• **WHAT YOU NEED TO DO**
Write the next few paragraphs of the 2015 blog post about Donald Trump and the presidential race, picking up after its last line.

• **SUPPLIED PASSAGE**
Saturday, August 29, 2015

The Dignity of Donald Trump

Allegedly From A White Power Website. That's Putin's Body

First, Some Perspective

If you ask people who aren't paying much attention to politics what's going on in politics in general right now, the answers (based on headlines, snippets of things heard on cable news, and reading the odd 'think piece' from time to time) looks like this:
Business As Usual

Yeah, Trump is leading (or something) but really he's just another one of those Republican-candidate things where he does good for a while and then we get another one. And another. Isn't that "Oops Guy" back in the race?

Here's what Trump's polling graph really looks like:

As for Hillary? Isn't she losing? The country doesn't trust her. She's going to jail soon for some kind of email thing. Also, Biden's running now, isn't he? (He isn't). It's all Sanders now, right? Here's the latest Quinnipiac word-cloud for Hillary:

These are words used to describe her in one of the latest polls. She's done, right? And if she isn't jailed, at least she's losing, right?

• **MATERIAL PROVIDED**
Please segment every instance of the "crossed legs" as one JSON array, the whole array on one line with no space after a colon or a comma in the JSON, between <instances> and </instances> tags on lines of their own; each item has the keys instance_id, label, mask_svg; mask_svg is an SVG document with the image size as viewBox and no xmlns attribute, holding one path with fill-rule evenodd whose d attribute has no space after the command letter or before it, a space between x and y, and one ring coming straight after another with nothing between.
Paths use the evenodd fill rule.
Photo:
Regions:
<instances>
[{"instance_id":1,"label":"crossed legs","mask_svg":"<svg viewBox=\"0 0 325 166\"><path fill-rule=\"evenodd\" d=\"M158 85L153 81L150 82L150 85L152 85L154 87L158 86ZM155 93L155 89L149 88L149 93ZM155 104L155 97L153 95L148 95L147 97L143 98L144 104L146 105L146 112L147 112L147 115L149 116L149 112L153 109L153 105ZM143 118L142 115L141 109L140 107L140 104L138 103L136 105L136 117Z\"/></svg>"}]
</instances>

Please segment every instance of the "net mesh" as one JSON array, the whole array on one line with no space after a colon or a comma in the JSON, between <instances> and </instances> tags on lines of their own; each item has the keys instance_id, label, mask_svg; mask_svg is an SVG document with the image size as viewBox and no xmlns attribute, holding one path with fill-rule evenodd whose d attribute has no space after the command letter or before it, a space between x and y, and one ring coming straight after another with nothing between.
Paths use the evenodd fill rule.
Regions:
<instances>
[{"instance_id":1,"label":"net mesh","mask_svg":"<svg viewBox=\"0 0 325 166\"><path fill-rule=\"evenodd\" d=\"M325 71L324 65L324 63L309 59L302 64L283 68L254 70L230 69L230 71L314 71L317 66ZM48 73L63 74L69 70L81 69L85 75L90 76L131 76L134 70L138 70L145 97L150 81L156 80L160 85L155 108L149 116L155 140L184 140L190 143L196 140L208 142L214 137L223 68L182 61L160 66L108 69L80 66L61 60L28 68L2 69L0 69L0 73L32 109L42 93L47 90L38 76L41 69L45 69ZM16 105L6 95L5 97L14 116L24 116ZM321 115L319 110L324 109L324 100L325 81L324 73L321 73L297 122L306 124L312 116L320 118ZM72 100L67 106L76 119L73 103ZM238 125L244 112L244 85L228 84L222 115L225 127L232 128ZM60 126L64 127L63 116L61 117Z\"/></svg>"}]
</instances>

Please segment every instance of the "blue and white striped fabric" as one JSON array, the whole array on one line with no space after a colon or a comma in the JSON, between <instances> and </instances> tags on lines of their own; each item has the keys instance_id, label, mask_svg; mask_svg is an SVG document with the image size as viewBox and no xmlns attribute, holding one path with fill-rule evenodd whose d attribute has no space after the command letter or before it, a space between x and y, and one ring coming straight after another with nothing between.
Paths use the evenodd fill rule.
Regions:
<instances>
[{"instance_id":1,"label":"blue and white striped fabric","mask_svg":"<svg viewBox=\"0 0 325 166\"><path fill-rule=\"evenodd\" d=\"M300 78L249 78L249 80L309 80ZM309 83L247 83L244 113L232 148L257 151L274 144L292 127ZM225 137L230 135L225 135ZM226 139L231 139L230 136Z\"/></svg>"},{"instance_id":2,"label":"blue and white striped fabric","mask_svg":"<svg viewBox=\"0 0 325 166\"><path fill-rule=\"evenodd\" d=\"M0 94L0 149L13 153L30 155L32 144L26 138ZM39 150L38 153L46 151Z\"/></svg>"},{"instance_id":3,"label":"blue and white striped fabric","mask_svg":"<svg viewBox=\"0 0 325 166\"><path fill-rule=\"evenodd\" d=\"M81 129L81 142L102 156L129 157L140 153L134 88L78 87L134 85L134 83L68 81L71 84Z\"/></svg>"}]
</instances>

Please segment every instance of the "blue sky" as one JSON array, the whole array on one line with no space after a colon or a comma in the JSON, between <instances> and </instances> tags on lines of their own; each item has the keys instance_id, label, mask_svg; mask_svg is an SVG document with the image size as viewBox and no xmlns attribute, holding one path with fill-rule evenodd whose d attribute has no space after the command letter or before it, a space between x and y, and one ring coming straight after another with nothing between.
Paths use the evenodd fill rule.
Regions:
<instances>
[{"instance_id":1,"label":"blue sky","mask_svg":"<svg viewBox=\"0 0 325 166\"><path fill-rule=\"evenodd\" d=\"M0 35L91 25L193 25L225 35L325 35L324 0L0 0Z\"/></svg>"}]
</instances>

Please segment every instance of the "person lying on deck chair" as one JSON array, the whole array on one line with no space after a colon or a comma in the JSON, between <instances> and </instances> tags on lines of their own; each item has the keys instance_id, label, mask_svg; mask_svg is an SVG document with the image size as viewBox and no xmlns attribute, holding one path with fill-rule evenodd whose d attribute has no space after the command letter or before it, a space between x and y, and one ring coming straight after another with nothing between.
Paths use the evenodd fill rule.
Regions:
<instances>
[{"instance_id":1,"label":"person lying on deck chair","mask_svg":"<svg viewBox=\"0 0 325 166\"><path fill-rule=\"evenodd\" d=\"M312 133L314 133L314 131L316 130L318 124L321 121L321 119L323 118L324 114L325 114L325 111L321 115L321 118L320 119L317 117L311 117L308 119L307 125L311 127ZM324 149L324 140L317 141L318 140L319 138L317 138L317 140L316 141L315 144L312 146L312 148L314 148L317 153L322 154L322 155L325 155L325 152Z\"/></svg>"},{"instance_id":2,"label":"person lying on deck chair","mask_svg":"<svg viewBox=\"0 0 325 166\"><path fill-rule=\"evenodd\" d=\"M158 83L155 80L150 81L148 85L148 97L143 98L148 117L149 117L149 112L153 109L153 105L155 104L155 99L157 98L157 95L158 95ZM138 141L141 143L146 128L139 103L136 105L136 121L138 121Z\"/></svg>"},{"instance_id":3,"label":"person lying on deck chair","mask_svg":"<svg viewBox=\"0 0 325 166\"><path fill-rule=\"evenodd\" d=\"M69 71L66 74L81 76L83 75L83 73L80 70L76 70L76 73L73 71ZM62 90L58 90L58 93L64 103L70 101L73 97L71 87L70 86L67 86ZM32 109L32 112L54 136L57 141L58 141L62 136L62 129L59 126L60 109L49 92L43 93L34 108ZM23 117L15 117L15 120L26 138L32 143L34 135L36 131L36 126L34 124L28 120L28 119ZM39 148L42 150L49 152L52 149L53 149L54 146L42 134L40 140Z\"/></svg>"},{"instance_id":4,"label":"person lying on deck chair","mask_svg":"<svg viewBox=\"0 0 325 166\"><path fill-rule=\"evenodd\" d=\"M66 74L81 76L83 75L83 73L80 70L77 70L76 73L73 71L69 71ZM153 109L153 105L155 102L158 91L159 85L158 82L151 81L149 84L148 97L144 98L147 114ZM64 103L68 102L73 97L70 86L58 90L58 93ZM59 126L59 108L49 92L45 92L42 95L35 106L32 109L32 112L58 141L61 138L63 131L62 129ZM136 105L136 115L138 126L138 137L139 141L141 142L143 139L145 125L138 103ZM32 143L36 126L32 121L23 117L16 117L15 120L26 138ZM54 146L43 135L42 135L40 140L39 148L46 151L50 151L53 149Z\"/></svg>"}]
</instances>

==

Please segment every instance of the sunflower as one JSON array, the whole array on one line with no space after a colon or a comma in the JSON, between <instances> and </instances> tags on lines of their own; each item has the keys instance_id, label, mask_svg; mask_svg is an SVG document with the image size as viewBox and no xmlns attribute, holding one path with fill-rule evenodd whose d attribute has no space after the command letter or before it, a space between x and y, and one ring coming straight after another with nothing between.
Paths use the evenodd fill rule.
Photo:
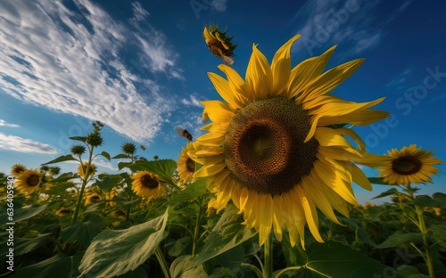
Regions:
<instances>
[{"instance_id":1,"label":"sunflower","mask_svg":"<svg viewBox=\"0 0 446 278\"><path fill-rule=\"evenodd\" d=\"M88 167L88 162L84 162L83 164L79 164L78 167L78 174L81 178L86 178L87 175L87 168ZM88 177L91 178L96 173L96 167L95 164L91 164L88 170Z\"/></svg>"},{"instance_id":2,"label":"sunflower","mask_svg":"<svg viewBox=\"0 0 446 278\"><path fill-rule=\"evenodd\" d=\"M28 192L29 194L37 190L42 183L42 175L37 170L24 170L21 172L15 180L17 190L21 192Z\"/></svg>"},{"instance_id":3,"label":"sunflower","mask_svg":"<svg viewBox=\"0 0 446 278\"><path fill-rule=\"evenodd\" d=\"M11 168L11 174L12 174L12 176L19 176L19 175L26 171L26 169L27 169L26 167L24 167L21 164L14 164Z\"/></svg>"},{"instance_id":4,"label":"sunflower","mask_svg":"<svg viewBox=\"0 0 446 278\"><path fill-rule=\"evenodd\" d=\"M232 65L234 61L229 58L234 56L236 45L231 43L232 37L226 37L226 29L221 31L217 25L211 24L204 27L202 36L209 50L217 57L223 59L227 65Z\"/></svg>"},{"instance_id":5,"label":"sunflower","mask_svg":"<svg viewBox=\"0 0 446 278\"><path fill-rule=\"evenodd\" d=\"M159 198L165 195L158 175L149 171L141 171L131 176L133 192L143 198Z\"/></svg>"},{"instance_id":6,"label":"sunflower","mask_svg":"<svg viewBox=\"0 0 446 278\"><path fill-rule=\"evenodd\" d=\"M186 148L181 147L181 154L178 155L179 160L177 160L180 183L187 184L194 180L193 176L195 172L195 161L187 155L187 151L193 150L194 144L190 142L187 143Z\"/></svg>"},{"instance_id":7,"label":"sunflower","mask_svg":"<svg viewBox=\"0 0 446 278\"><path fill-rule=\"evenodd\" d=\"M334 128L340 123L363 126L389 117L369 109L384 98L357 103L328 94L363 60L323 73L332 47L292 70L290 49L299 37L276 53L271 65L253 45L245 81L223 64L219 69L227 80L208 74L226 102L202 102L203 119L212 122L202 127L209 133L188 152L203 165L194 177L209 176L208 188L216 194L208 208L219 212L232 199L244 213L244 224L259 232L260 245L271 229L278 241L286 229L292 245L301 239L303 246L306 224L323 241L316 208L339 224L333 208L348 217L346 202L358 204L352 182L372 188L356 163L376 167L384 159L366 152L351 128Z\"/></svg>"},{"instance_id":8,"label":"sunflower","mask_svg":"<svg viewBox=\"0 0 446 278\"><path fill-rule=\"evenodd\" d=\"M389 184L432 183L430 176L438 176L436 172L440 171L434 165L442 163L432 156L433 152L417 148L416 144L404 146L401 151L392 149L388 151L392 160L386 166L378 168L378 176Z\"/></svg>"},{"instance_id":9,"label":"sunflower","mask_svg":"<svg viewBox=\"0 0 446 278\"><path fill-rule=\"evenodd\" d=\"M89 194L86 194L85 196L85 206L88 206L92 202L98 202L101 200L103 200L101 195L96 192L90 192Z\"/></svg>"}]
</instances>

==

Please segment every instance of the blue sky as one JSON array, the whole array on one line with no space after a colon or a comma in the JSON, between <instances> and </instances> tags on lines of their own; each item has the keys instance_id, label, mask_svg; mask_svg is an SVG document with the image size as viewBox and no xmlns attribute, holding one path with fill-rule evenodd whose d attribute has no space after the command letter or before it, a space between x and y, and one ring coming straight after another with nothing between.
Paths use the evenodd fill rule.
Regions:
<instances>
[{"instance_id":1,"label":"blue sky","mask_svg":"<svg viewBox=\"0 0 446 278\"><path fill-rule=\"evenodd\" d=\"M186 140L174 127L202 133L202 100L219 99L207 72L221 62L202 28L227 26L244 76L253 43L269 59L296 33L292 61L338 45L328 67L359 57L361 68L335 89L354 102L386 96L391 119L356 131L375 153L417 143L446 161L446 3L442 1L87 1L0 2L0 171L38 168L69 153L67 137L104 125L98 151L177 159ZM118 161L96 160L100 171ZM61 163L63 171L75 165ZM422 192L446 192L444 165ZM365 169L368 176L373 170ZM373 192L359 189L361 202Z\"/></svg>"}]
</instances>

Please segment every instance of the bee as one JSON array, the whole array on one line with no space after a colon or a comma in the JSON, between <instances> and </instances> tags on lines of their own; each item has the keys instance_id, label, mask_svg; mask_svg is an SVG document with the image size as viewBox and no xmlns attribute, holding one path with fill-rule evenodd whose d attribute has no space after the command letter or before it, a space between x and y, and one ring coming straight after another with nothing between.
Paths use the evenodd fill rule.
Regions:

• **RESULT OF THE EXERCISE**
Here's the polling aggregate from RCP today:
Well, uh, she's losing to Sanders (by a little) in New Hampshire. Seriously, Hillary isn't just super-dominant in the Democrat primary. She even (somehow?) beats the top-tier GOP candidates.

What gives?

If you think that's confusing, look at this:

The GOP Runner Up

Yeah, yeah, that big classy red line is Trump. We all know. We get it. What's that attractive-looking light blue line though? Right beneath it. Bush, right? No. It's Ben Carson. Dr. Ben Carson is the GOP Runner-Up. He leads Jeb by about 4pts--a substantial lead.

Just to recall, Carson has never held elected office and doesn't have great political instincts (thus far). What he has done (notably) in the past few weeks is:
So why's Carson pulling second place? Because he's generally likable? So's Marco Rubio. Because he's really, really conservative? So's Ted Cruz. Because he's black? Rubio is Latino. Cruz is Canadian (ka-zing!). Seriously?

Because He's The Safe Rebel

From The Washington Times:

“He’s the safe rebel,” said Michael McKenna, a GOP strategist and pollster.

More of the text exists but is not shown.